▶ **Set exercise 1**
Answer these from the commit message about issuance metrics:
(a) Which audit does the commit close a blocker from?
(b) Before the commit, how did operators have to check how a given issuer was doing?
(c) How many series does the commit add, and what are they labeled by?
▶ **Set exercise 2**
Please continue the commit message about issuance metrics from the point where it stops.

▶ **Excerpt to read**
━━━━━━

Files
certctl/internal/service/issuance_metrics.go
T
shankar0123 3b92048242 metrics: add per-issuer-type issuance counters, histogram, and failure classifier
Closes the #4 acquisition-readiness blocker from the 2026-05-01 issuer
coverage audit. Before this commit, certctl's Prometheus exposition had
zero per-issuer-type signal — operators answering "is DigiCert slow?"
or "is Sectigo failing more than ACME?" had to grep logs by issuer
name. This commit adds three series labelled by issuer type:

  certctl_issuance_total{issuer_type, outcome}
  certctl_issuance_duration_seconds{issuer_type}            (histogram)

━━━━━━

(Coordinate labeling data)
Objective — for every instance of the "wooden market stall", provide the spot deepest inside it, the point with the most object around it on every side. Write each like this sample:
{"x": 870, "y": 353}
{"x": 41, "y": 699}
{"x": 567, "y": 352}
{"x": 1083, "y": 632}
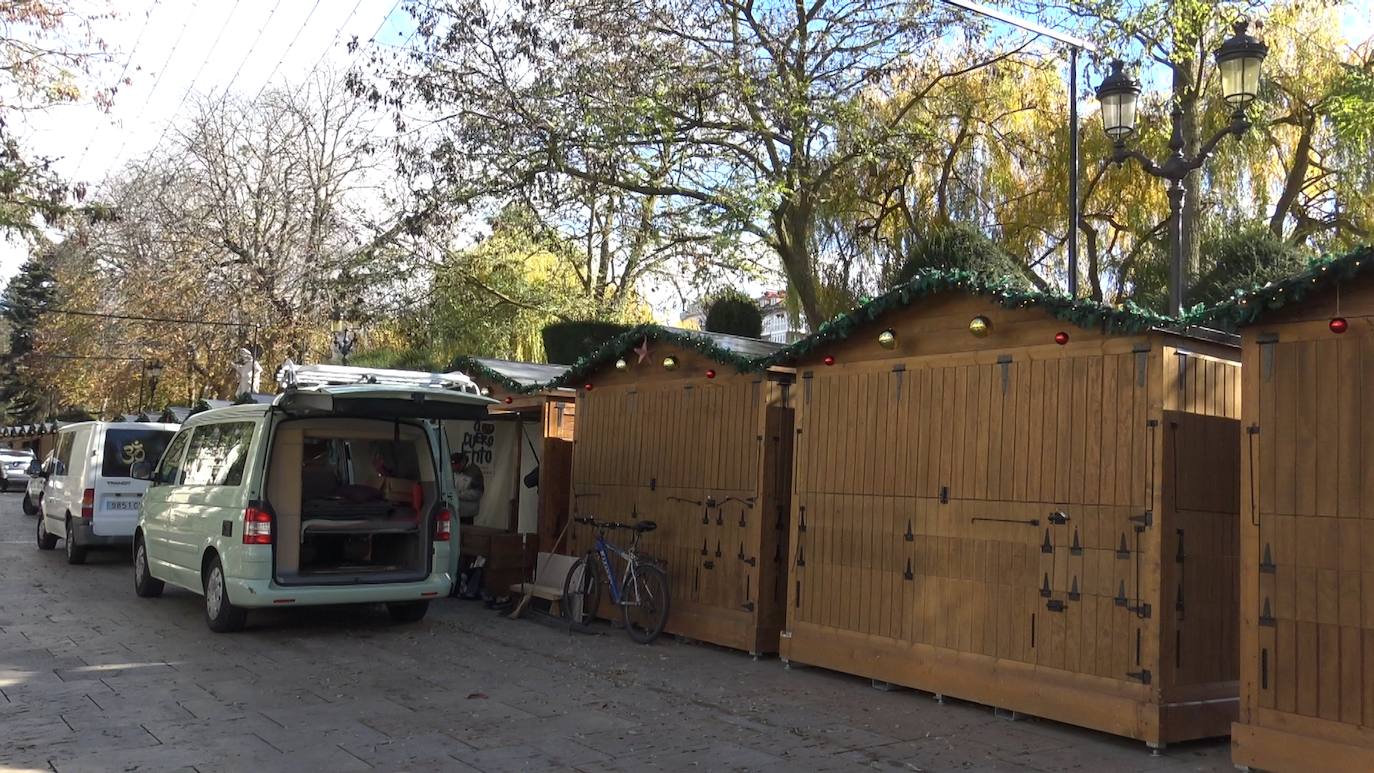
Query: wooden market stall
{"x": 1307, "y": 521}
{"x": 1000, "y": 505}
{"x": 535, "y": 494}
{"x": 686, "y": 430}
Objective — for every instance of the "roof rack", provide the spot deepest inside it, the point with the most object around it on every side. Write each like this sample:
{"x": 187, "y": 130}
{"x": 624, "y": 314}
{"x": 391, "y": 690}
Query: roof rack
{"x": 290, "y": 375}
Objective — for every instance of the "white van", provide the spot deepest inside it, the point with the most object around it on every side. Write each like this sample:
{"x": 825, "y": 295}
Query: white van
{"x": 92, "y": 490}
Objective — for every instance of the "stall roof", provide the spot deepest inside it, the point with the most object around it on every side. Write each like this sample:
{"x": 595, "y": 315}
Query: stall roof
{"x": 1090, "y": 315}
{"x": 745, "y": 354}
{"x": 1248, "y": 306}
{"x": 510, "y": 374}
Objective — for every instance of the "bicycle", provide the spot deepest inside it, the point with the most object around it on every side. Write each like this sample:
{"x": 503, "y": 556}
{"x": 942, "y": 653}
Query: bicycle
{"x": 642, "y": 592}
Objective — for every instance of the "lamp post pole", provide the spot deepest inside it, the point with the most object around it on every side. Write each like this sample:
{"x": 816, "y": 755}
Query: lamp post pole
{"x": 1076, "y": 45}
{"x": 1238, "y": 59}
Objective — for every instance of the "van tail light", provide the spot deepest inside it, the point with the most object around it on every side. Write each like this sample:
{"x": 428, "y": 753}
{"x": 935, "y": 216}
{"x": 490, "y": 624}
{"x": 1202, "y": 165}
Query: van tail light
{"x": 444, "y": 526}
{"x": 257, "y": 526}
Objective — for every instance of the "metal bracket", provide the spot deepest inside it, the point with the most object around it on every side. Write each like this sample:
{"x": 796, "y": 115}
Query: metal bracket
{"x": 750, "y": 560}
{"x": 1123, "y": 551}
{"x": 1267, "y": 615}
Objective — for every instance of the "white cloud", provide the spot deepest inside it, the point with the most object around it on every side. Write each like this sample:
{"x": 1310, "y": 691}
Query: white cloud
{"x": 204, "y": 45}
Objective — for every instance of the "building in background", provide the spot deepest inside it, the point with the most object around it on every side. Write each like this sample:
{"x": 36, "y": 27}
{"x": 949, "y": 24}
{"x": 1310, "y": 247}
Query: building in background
{"x": 779, "y": 326}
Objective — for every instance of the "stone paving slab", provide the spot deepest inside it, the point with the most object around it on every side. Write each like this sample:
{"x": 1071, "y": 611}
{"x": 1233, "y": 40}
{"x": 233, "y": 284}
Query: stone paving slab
{"x": 95, "y": 678}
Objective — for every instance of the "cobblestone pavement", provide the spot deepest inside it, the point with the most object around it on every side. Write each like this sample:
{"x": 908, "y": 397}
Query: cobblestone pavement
{"x": 95, "y": 678}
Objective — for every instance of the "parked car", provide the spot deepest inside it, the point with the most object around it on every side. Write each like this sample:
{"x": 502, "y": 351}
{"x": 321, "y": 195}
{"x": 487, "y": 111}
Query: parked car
{"x": 331, "y": 494}
{"x": 37, "y": 479}
{"x": 14, "y": 467}
{"x": 95, "y": 483}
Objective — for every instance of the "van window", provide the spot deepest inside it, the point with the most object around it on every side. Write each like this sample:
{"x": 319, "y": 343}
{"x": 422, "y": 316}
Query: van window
{"x": 169, "y": 470}
{"x": 127, "y": 451}
{"x": 219, "y": 453}
{"x": 65, "y": 453}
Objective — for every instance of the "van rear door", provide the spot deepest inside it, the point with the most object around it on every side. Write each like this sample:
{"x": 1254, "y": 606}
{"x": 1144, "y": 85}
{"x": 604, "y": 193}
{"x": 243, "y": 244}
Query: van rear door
{"x": 127, "y": 449}
{"x": 382, "y": 401}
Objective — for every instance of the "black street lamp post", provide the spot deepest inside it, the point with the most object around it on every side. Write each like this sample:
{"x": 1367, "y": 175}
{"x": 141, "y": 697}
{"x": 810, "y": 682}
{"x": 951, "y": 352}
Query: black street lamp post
{"x": 151, "y": 374}
{"x": 345, "y": 341}
{"x": 1238, "y": 59}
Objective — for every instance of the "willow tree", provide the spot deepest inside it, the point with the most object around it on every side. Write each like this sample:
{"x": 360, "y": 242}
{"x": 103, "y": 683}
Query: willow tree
{"x": 724, "y": 114}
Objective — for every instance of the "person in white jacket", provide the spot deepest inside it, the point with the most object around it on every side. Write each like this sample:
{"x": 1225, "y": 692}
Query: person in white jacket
{"x": 470, "y": 486}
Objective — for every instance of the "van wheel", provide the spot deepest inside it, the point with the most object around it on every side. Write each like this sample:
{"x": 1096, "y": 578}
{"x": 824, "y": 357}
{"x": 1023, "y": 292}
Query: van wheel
{"x": 76, "y": 554}
{"x": 46, "y": 541}
{"x": 220, "y": 614}
{"x": 407, "y": 611}
{"x": 144, "y": 584}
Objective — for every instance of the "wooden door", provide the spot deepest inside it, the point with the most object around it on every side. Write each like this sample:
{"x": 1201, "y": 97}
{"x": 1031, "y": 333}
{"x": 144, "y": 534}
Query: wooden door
{"x": 1308, "y": 451}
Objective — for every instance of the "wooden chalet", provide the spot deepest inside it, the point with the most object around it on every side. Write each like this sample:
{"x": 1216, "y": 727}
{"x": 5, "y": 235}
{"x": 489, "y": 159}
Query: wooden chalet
{"x": 1022, "y": 501}
{"x": 544, "y": 424}
{"x": 683, "y": 429}
{"x": 1307, "y": 521}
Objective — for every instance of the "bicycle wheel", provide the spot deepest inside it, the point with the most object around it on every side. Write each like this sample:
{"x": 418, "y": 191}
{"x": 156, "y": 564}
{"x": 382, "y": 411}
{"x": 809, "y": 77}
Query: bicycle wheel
{"x": 581, "y": 592}
{"x": 646, "y": 603}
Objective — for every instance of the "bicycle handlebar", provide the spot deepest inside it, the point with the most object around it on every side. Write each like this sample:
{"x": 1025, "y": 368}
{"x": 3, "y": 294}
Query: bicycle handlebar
{"x": 602, "y": 523}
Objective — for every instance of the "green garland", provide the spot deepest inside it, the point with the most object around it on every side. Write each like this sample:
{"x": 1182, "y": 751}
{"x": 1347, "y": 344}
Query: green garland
{"x": 702, "y": 343}
{"x": 1246, "y": 306}
{"x": 470, "y": 365}
{"x": 1076, "y": 310}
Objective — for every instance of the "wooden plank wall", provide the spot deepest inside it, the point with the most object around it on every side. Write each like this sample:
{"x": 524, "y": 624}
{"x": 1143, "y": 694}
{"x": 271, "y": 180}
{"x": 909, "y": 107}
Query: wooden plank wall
{"x": 701, "y": 457}
{"x": 1308, "y": 547}
{"x": 929, "y": 449}
{"x": 925, "y": 482}
{"x": 559, "y": 420}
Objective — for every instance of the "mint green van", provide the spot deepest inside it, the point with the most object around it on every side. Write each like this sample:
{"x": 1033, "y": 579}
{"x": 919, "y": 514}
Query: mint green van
{"x": 331, "y": 494}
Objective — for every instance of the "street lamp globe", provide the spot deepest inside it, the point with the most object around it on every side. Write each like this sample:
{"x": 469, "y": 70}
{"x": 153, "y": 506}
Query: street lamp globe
{"x": 1240, "y": 59}
{"x": 1119, "y": 95}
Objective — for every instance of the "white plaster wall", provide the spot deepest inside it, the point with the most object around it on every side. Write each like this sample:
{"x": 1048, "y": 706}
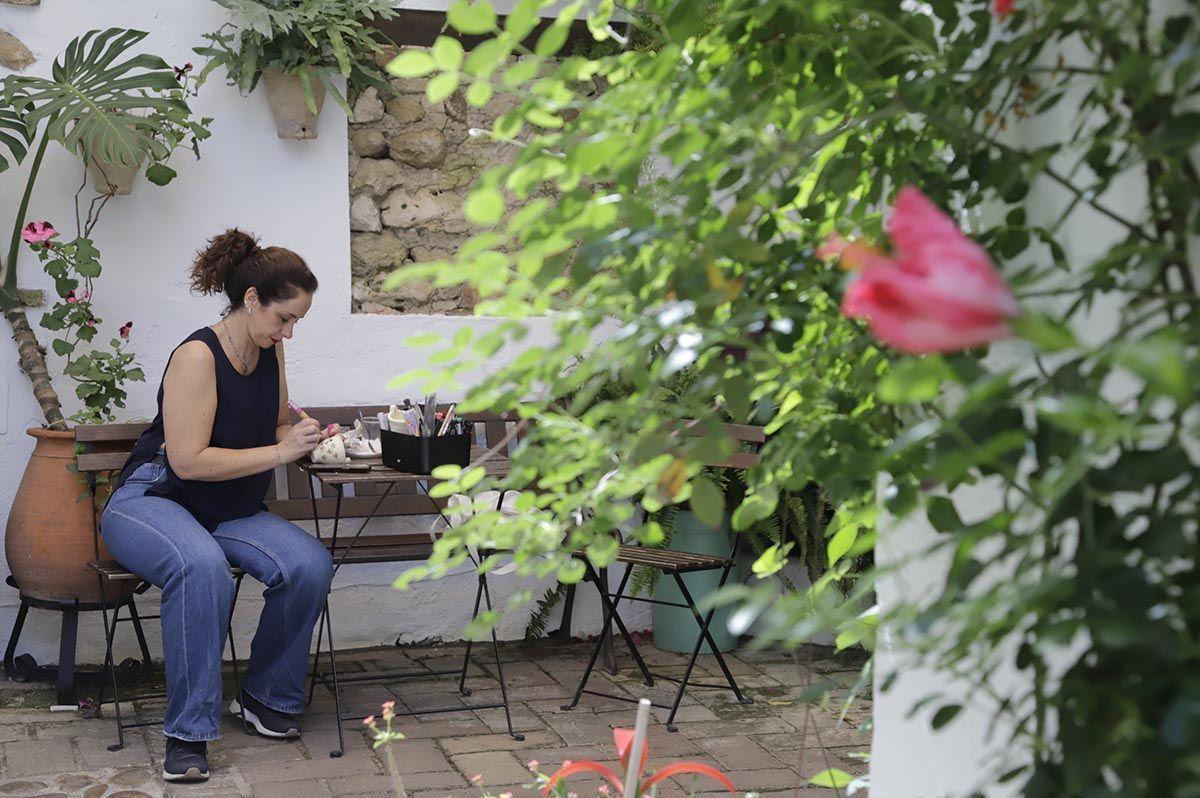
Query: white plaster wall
{"x": 909, "y": 759}
{"x": 291, "y": 193}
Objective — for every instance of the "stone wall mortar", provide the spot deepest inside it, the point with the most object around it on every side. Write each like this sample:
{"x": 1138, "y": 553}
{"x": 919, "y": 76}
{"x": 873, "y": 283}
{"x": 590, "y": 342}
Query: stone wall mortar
{"x": 411, "y": 166}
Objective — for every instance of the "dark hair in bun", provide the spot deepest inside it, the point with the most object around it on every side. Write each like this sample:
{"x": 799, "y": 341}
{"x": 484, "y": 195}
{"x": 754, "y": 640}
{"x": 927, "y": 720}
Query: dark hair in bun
{"x": 233, "y": 263}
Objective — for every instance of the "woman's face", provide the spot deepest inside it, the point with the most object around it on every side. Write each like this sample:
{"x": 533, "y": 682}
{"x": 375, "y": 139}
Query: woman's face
{"x": 273, "y": 323}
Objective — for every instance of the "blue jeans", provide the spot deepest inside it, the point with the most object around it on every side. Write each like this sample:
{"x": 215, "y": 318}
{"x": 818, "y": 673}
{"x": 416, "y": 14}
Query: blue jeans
{"x": 161, "y": 541}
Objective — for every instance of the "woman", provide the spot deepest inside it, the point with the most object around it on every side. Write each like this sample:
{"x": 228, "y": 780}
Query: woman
{"x": 190, "y": 503}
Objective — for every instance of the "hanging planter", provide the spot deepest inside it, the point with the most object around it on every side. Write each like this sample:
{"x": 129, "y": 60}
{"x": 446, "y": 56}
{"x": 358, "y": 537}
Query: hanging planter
{"x": 289, "y": 103}
{"x": 113, "y": 178}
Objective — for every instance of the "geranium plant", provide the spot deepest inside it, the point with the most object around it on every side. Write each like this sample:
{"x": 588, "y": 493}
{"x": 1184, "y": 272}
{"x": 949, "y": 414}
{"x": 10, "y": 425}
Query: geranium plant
{"x": 99, "y": 373}
{"x": 101, "y": 102}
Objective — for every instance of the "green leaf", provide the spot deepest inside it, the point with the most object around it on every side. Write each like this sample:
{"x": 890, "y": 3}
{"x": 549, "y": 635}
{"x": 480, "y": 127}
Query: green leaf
{"x": 832, "y": 778}
{"x": 1045, "y": 334}
{"x": 442, "y": 87}
{"x": 945, "y": 714}
{"x": 552, "y": 39}
{"x": 915, "y": 381}
{"x": 485, "y": 207}
{"x": 448, "y": 53}
{"x": 472, "y": 18}
{"x": 479, "y": 93}
{"x": 412, "y": 64}
{"x": 707, "y": 502}
{"x": 160, "y": 174}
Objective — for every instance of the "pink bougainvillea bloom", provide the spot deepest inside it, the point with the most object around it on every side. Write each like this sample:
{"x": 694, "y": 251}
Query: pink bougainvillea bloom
{"x": 939, "y": 292}
{"x": 37, "y": 232}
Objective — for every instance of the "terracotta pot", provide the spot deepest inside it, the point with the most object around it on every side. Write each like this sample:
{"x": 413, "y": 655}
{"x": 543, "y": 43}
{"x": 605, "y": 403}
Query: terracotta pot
{"x": 111, "y": 178}
{"x": 286, "y": 95}
{"x": 48, "y": 540}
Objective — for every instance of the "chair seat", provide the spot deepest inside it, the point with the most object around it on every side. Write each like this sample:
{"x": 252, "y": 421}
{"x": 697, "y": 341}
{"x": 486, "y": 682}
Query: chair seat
{"x": 381, "y": 549}
{"x": 113, "y": 571}
{"x": 667, "y": 561}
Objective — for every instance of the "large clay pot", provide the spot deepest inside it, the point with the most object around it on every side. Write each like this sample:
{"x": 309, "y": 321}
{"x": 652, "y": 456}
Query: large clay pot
{"x": 286, "y": 95}
{"x": 48, "y": 540}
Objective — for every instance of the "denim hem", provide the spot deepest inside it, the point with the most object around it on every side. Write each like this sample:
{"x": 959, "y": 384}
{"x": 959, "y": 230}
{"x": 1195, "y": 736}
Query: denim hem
{"x": 193, "y": 738}
{"x": 270, "y": 705}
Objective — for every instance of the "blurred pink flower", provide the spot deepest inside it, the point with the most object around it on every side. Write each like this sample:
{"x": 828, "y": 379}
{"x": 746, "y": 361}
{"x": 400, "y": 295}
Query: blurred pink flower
{"x": 37, "y": 232}
{"x": 939, "y": 292}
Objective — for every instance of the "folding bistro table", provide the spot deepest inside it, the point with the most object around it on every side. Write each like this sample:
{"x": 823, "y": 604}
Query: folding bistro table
{"x": 390, "y": 549}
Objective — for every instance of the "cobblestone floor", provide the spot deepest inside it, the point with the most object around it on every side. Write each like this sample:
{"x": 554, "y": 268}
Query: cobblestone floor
{"x": 768, "y": 747}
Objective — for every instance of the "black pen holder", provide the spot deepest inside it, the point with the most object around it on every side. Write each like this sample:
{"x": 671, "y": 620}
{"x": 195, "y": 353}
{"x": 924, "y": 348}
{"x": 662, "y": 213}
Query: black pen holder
{"x": 421, "y": 455}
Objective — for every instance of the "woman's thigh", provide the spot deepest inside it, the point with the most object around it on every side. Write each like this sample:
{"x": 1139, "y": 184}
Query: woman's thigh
{"x": 156, "y": 538}
{"x": 274, "y": 550}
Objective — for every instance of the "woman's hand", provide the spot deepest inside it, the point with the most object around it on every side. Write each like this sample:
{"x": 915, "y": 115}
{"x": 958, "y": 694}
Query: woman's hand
{"x": 300, "y": 441}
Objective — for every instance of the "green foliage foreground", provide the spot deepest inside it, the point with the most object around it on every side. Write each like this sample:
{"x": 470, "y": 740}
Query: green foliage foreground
{"x": 671, "y": 223}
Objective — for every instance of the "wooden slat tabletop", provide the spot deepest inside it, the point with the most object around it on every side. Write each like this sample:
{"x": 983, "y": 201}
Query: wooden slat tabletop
{"x": 497, "y": 466}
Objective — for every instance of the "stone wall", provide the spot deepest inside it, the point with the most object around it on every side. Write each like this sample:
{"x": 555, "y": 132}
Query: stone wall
{"x": 412, "y": 163}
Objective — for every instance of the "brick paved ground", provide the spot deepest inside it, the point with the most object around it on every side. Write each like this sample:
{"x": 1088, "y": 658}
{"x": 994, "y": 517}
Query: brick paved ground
{"x": 762, "y": 747}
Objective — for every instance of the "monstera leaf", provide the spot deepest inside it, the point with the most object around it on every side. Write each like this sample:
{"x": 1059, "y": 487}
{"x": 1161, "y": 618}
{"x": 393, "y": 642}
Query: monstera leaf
{"x": 97, "y": 105}
{"x": 15, "y": 138}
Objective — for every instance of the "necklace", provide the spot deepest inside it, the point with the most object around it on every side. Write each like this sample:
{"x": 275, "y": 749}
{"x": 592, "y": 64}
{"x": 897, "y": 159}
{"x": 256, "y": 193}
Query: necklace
{"x": 245, "y": 361}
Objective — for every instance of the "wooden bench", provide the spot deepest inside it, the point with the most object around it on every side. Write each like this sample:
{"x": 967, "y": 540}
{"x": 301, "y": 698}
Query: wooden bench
{"x": 105, "y": 449}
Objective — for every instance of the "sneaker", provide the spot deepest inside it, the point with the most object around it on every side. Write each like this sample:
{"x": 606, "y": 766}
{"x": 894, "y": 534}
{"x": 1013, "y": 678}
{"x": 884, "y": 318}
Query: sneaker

━━━━━━

▶ **Expected answer 1**
(a) The 2026-05-01 issuer coverage audit (the #4 acquisition-readiness blocker).
(b) They had to grep logs by issuer name.
(c) Three series, labeled by issuer type.

▶ **Expected answer 2**
  certctl_issuance_failures_total{issuer_type, error_class}

The histogram covers 0.05–120 second buckets to span the local-issuer
fast path and async-CA slow path (DigiCert/Sectigo/Entrust polling
can take minutes). error_class is a closed enum of eight values
(timeout, auth, rate_limited, validation, upstream_5xx, upstream_4xx,
network, other) classified once in service.ClassifyError. Cardinality
budget is ~276 new series, well within Prometheus's comfortable range.

Implementation:
- service.IssuanceMetrics is the thread-safe counter + histogram
  table. Three independent views (counters / failures / durations)
  exposed via SnapshotCounters / SnapshotFailures / SnapshotDurations.
  sync.RWMutex protects the map shape; per-key sync/atomic.Uint64
  primitives keep the recording hot path lock-free under concurrent
  service-layer goroutines.
- service.IssuanceCounterEntry / IssuanceFailureEntry /
  IssuanceDurationEntry / IssuanceMetricsSnapshotter live in service
  (not handler) to avoid an import cycle: handler already imports
  service for admin_est.go etc., so service can't import handler back.
  Handler's exposer takes the snapshotter via the service-defined
  interface.
- service.ClassifyError pure function maps error → error_class.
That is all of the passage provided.